DATA PROVIDED -
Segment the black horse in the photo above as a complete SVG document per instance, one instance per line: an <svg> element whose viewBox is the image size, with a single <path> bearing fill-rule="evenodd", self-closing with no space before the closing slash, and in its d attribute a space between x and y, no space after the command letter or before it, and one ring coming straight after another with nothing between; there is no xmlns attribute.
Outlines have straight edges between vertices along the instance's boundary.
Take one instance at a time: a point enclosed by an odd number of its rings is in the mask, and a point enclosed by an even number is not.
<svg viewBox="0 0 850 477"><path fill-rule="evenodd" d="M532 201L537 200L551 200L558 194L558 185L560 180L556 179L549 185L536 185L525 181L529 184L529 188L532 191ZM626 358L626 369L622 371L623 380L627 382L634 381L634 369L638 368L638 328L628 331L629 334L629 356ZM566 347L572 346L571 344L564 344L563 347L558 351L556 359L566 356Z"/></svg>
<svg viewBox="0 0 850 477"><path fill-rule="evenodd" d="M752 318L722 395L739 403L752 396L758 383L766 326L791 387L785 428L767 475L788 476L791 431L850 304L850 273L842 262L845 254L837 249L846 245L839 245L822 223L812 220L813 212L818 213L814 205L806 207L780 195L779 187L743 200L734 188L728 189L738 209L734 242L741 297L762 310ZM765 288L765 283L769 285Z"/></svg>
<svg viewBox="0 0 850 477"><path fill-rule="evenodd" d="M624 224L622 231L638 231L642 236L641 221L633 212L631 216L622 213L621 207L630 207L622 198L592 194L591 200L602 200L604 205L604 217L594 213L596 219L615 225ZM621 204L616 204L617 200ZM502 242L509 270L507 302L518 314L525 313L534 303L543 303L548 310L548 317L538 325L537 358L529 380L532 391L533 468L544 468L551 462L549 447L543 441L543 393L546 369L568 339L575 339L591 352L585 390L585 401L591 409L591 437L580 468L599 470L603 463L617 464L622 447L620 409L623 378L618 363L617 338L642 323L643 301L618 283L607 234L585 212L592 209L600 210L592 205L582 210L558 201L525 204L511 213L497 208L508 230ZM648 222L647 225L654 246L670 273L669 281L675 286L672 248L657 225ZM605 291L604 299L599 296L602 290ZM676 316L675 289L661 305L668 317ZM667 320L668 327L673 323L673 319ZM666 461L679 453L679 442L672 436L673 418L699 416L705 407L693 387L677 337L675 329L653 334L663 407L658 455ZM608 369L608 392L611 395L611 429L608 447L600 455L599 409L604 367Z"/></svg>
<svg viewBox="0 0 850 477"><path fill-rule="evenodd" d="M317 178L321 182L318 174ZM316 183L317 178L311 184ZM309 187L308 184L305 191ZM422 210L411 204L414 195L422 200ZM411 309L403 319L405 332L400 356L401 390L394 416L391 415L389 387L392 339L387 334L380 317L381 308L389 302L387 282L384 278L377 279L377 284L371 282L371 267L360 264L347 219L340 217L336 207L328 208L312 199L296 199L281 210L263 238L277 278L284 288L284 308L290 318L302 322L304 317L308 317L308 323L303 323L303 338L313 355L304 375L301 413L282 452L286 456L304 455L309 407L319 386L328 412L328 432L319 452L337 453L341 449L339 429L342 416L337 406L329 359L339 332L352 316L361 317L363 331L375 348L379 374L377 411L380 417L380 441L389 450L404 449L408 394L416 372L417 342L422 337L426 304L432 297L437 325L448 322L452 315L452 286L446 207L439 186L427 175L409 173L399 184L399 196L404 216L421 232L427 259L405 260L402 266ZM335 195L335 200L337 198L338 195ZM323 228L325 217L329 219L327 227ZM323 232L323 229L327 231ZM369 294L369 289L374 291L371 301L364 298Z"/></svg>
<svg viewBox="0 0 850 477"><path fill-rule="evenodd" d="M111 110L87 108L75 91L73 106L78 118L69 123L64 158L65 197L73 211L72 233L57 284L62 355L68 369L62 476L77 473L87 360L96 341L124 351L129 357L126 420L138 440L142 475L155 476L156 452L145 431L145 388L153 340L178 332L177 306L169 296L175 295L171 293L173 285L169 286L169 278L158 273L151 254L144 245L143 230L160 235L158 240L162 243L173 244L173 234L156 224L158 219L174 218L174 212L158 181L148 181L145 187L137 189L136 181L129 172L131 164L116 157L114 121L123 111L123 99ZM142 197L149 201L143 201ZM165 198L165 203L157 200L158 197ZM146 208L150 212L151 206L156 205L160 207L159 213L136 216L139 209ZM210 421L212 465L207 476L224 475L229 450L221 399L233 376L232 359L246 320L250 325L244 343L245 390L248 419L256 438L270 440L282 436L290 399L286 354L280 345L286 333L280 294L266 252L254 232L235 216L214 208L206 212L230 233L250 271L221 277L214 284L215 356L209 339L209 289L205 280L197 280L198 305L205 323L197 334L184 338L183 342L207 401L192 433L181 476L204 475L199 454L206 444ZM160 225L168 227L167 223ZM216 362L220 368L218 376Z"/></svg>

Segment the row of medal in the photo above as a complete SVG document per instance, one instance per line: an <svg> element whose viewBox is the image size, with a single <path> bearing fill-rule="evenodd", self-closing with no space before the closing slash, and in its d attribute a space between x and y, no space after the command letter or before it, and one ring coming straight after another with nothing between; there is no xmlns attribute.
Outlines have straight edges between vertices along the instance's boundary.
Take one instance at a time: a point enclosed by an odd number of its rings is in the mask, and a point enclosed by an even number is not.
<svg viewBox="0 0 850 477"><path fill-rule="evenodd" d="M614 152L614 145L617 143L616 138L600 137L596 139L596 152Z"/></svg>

EXERCISE DETAILS - Could you format all the material above as a JSON list of strings, with one string for each line and blank lines left out?

THE SOLUTION -
[
  "Segment the black horse in the photo above as a complete SVG document per instance, one instance per line: an <svg> element whose viewBox is the image size, with a single <path> bearing fill-rule=\"evenodd\", self-closing with no space before the closing slash, and in its d attribute a space between x and y, no space after the command letter or before it, and one ring coming straight after another with nothing between; there is no xmlns attribute.",
  "Outlines have straight edges between vertices along the instance's boundary.",
  "Take one instance at a time: a point enclosed by an odd number of its rings is in the mask, and a point enclosed by an even number is not.",
  "<svg viewBox=\"0 0 850 477\"><path fill-rule=\"evenodd\" d=\"M532 201L537 200L551 200L558 194L558 185L560 180L556 179L549 185L536 185L525 181L529 184L529 188L532 191ZM626 358L626 369L622 371L623 380L627 382L634 381L634 369L638 368L638 328L628 331L629 334L629 356ZM566 347L572 346L571 344L564 344L563 347L558 351L556 359L566 356Z\"/></svg>",
  "<svg viewBox=\"0 0 850 477\"><path fill-rule=\"evenodd\" d=\"M752 318L722 395L739 403L752 396L758 383L766 326L791 387L785 428L767 475L788 476L791 431L850 304L850 273L842 262L845 254L837 249L846 245L839 245L822 223L812 220L813 212L818 213L814 205L806 207L780 195L779 187L743 200L734 188L728 189L738 209L734 242L741 297L762 310ZM765 288L765 283L769 285Z\"/></svg>",
  "<svg viewBox=\"0 0 850 477\"><path fill-rule=\"evenodd\" d=\"M624 224L622 231L638 231L642 236L641 221L633 212L631 216L622 213L621 207L630 207L622 198L592 194L591 200L602 200L604 205L604 217L594 213L596 219L615 225ZM621 204L616 204L617 200ZM502 242L509 270L507 302L518 314L525 313L534 303L543 303L548 310L548 317L538 325L537 358L529 380L532 391L533 468L544 468L551 462L549 447L543 441L543 393L546 369L568 339L575 339L591 352L585 390L585 401L591 409L591 437L580 468L599 470L603 463L617 464L622 447L620 409L623 378L618 363L617 338L642 323L643 301L618 283L607 234L585 212L592 209L600 210L592 205L582 210L558 201L525 204L511 213L497 208L508 230ZM648 222L647 225L654 246L670 273L669 281L675 286L672 248L657 225ZM605 291L604 299L599 296L602 290ZM676 316L675 289L661 305L668 317ZM667 320L668 327L673 323L673 319ZM666 461L679 453L679 442L672 436L673 418L699 416L705 407L693 387L677 337L675 329L653 334L663 407L658 455ZM608 369L608 392L611 395L611 429L608 447L600 455L599 409L604 367Z\"/></svg>",
  "<svg viewBox=\"0 0 850 477\"><path fill-rule=\"evenodd\" d=\"M317 178L321 182L318 174ZM316 183L317 178L311 184ZM309 187L308 184L305 191ZM422 210L411 204L414 195L422 200ZM411 309L403 319L405 332L400 356L401 390L394 416L391 415L389 387L392 339L387 334L380 317L381 308L389 302L387 282L384 278L377 279L377 284L371 282L371 267L360 264L347 219L340 217L336 207L328 208L312 199L296 199L281 210L263 238L277 278L284 288L284 308L290 318L302 322L304 317L308 317L308 323L303 323L303 338L313 355L304 375L301 413L282 452L286 456L304 455L309 407L319 386L328 412L328 432L319 452L337 453L341 449L339 429L342 416L337 406L329 359L339 332L352 316L361 317L363 331L375 348L379 374L377 411L380 417L380 441L389 450L404 449L408 394L416 372L417 342L422 337L426 304L432 297L437 325L448 322L452 315L452 286L446 207L439 186L427 175L409 173L399 184L399 196L404 216L421 232L427 259L405 260L402 266ZM335 195L335 200L337 198L338 195ZM323 228L325 217L329 219L327 227ZM323 232L323 229L327 231ZM369 294L369 289L374 291L371 301L364 298Z\"/></svg>",
  "<svg viewBox=\"0 0 850 477\"><path fill-rule=\"evenodd\" d=\"M111 110L87 108L75 91L73 106L78 118L69 123L64 158L65 197L73 211L72 233L57 284L62 355L68 369L62 476L77 473L87 360L96 341L124 351L129 357L126 420L138 440L142 475L155 476L156 452L145 431L145 388L153 340L178 332L177 306L169 296L175 295L171 293L173 285L169 286L169 278L158 273L151 254L144 245L143 230L160 235L158 240L162 243L173 244L173 234L156 224L158 219L174 218L174 212L158 181L148 181L145 187L137 189L136 181L129 172L131 164L116 157L114 121L123 111L123 99ZM142 197L149 201L143 201ZM165 198L165 203L157 200L158 197ZM146 208L150 212L151 206L156 205L160 207L159 213L136 216L139 209ZM210 421L212 465L207 476L224 475L229 450L221 399L233 376L232 359L246 320L250 325L244 343L245 390L248 419L256 438L270 440L282 436L290 399L286 354L280 345L286 333L280 294L266 252L254 232L235 216L214 208L206 212L230 233L250 271L221 277L214 284L215 356L209 339L209 289L205 280L197 280L198 305L205 323L197 334L184 338L183 342L207 401L192 433L181 476L204 475L199 454L206 444ZM160 225L168 227L167 223ZM216 362L220 368L218 376Z\"/></svg>",
  "Segment the row of medal in the photo above as a complete SVG document per instance, one instance per line: an <svg> element whose viewBox is the image size, with a single <path> bearing fill-rule=\"evenodd\", self-closing with no space before the closing slash, and in its d attribute a space between x and y, no space after the command letter or before it, and one ring coming straight after another with nothing between; there is no xmlns attribute.",
  "Outlines have straight edges between vertices along the instance's boundary.",
  "Take one instance at a time: a point enclosed by an odd number of its rings is in the mask, and a point enclosed by an even number is not.",
  "<svg viewBox=\"0 0 850 477\"><path fill-rule=\"evenodd\" d=\"M614 152L614 145L617 143L616 138L600 137L596 139L596 152Z\"/></svg>"
]